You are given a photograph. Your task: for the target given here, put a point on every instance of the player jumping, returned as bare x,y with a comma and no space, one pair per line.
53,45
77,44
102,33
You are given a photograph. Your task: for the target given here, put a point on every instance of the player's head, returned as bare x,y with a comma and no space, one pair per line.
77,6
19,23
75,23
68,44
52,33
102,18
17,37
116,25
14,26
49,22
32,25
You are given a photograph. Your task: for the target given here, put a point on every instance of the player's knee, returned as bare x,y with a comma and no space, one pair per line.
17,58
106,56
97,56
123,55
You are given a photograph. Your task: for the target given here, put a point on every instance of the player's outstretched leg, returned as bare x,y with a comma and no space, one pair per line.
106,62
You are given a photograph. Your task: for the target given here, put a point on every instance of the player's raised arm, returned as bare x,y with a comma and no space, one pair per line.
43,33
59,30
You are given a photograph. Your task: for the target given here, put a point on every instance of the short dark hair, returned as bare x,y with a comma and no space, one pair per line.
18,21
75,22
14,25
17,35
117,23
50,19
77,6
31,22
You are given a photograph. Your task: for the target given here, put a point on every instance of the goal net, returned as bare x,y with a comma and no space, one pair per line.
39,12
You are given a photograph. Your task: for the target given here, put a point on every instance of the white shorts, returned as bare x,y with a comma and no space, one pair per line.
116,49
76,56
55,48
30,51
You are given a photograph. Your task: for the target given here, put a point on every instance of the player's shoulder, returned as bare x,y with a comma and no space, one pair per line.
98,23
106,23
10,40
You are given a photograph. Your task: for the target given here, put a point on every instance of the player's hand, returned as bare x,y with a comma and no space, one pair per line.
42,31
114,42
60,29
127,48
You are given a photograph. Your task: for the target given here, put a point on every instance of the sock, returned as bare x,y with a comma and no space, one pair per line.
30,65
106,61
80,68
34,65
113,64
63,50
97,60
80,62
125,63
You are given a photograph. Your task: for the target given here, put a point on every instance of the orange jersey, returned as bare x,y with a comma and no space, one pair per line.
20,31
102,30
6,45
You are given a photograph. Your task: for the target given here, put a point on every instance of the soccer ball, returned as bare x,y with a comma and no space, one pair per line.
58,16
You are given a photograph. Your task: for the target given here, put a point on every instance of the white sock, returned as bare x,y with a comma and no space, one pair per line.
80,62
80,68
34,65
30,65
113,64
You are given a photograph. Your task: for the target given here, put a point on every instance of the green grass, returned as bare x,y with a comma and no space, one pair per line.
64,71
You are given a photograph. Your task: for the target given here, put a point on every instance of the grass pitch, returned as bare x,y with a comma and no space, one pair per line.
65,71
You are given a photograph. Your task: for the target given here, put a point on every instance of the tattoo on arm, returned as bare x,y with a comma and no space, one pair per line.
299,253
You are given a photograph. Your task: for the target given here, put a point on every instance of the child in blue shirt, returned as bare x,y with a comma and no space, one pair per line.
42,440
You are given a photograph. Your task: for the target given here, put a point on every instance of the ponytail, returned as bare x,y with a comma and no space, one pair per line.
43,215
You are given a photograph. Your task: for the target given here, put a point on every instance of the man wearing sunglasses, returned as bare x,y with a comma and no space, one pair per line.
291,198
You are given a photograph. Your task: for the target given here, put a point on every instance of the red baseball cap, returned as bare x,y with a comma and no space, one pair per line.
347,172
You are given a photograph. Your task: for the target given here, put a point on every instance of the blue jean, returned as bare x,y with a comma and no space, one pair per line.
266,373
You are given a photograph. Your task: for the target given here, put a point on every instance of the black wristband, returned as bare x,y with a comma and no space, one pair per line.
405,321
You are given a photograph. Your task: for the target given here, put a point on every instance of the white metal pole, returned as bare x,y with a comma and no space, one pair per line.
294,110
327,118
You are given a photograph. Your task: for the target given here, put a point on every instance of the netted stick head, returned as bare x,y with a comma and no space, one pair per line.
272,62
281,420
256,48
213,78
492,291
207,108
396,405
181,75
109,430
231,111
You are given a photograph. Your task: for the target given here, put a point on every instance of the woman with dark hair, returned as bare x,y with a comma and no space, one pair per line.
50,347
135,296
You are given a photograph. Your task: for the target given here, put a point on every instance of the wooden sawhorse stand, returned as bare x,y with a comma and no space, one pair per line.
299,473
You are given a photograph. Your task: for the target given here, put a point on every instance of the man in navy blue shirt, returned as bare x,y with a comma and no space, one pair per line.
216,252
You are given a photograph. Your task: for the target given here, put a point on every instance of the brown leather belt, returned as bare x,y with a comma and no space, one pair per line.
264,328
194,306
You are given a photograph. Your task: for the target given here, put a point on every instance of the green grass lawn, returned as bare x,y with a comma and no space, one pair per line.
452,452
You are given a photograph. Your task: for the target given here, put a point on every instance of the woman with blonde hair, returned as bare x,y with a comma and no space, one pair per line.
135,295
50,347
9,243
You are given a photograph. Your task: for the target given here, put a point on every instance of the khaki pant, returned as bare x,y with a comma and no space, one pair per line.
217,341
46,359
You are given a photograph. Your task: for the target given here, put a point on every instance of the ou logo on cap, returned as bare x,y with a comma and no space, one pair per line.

- - - -

Problem details:
Copy out the whole listing, exactly as written.

Correct response:
You are given a photograph. Your task: for the target given here, put a point on every instance of the player jumping, returned as bare x,y with a comma and no space, one pair per line.
53,45
77,44
102,33
You are given a photograph. Your task: for the target given here, put a point on every instance of the player's head, returned as bare x,y with a comma and no space, one pair per line.
77,6
19,23
75,23
68,44
52,33
102,18
17,37
116,25
14,26
49,22
32,25
You are given a photograph. Your task: for the target given here, put a point on every instance of the player's knee, returned as bare x,y with a comma and no space, one pair per line.
17,58
106,56
97,56
123,55
You are given a photograph. Your task: for the target given here, put a point on every instance of the player's outstretched leg, returned as bare x,y with a comma and no space, one pair per line.
106,62
You are given a photograph. Your task: for the target given here, put a point on every instance of the player's raised arm, returned as bare x,y with a comma and no space, one pair per line.
43,33
59,30
You are given a photograph. Your task: for the target given here, put a point on every instance of the short dark hair, returned as bare x,y with a comma and no space, one pair per line.
18,21
75,22
14,25
17,35
117,23
50,19
77,6
31,22
You are given a photograph. Your task: for the target given here, put a point on every instance of the goal net, returned as bare x,y with a comma and no space, one pair per line.
39,12
You are given a photograph. Your task: for the target given here, put a point on every instance of the white shorts, returned as bare x,y with a comma and no space, one pair per line.
116,49
76,56
55,48
30,51
You are given a photograph. Your task: for the target given here, put a point on every instance of the player's shoulder, returned as bare x,y with a comma and no space, one pair per line.
98,23
106,23
10,40
You are given a photograph. Your task: for the target given here, put a point on every instance of the player's hand, returned as bare x,y with a comma and no space, one pair per line.
42,31
114,42
60,29
127,48
You are given a photograph. Your task: for the target given here, put a point on every instance of the sock, returned as bare x,y with a comma and no space, one pair per line.
30,65
106,61
80,68
34,65
113,64
63,50
97,60
80,62
125,63
You are given a photograph. Your task: for the target given here, put a point on every instance of the orange jersey, returned as bare x,y with a comma and no space, one pair per line.
20,31
102,30
6,45
You are given a photograph. Your task: for the target given here, put a point on every instance of the soccer ball, returned as bare x,y with a comma and no space, one pair per line.
58,16
You are given a photograph. Your task: for the target given here, put a point on every instance of the white sock, returned as bare x,y with a comma and no space, one pair per line.
80,62
80,68
34,65
30,65
113,64
You are given a photograph. Your task: for the target given here, put a point on every instance of the green grass, returned as bare x,y with a comma and no space, one pair per line.
64,71
You are given a photograph. Your task: for the target given here, put a point on every instance of the grass pitch, returned as bare x,y with a comma and no space, one pair per line.
65,71
You are given a photograph. Your task: for the target given here, put a point on every instance of the tattoo on arm, returned as bare x,y with a comma and no space, one pair per line.
299,253
You are given a photograph. Your task: for the target given here, put a point on every instance of the child in blue shirt, returned as bare x,y with a comma and no space, one pair per line.
42,440
You are given a photograph. Your task: for the target given here, put a point on every instance of the ponytail, returned as bare x,y with a comma and no space, one pair per line.
43,215
You are given a photograph. Your task: for the target given here, put a point on every instance of the man wearing sunglasses, returned as bare x,y with a comma and no space, one pair per line.
291,198
You are given a photograph. Your task: for the target given here, put a point on every instance of the red baseball cap, returned as bare x,y with a comma and no space, one pair per line.
347,172
You are given a photograph. Your task: for the target given here, put a point on every instance of the blue jean, returned as bare x,y with a comma and no space, one pair per line.
266,373
You are given a photograph. Your task: for the target given here, put a point on every instance of the black wristband, returned as bare x,y with a comma and no space, one pair per line.
405,321
You are given a photograph. Your task: for the target given here, put a point on every instance of the white metal pole, returned as bare x,y with a comma and no space, one pair per line.
294,110
327,118
You are given a photograph. Your task: for the target given here, put a point on every instance of the netted stick head, returned as bare x,y with a comma and no space, one pair per line.
272,62
281,420
256,48
213,78
492,291
207,108
396,405
181,75
109,430
231,111
You are given a photograph. Your task: for the target given here, put a point on every instance of the woman with dark hair, returned as bare x,y with a comma and no space, one pair per line.
50,347
135,296
You are given a photograph. Your task: for the target given here, put a point on every instance of the wooden sawhorse stand, returned as bare x,y with a comma and no space, one pair per line.
299,473
You are given a photograph. Your task: for the target given here, put a point on every instance of the man in navy blue shirt, returned as bare x,y with a comma and no space, one pair per line.
216,252
You are given a photograph. Your task: for the target given here, put a point on every instance of the brown leather belt, returned as bare x,y with a comma and no space, one pair per line.
264,328
194,306
You are given a photograph. Your task: for the target given here, put a point on every instance of the green grass lawn, returned as bare x,y with a comma and no space, one pair per line.
452,452
You are given a photograph. Your task: for the target given here, put a point on every instance of the woman with blonde hair, returned as bare x,y with a comma and no space, one pair per line.
135,295
50,347
9,243
You are given a photograph. Your task: for the target given here, put a point on every instance of the khaki pant, returned as bare x,y with a comma and no space, one pair per line.
217,341
46,359
You are given a photograph. Your task: for the target given here, put a point on every instance of the ou logo on cap, returned as bare x,y with a comma and no space, one pair per line.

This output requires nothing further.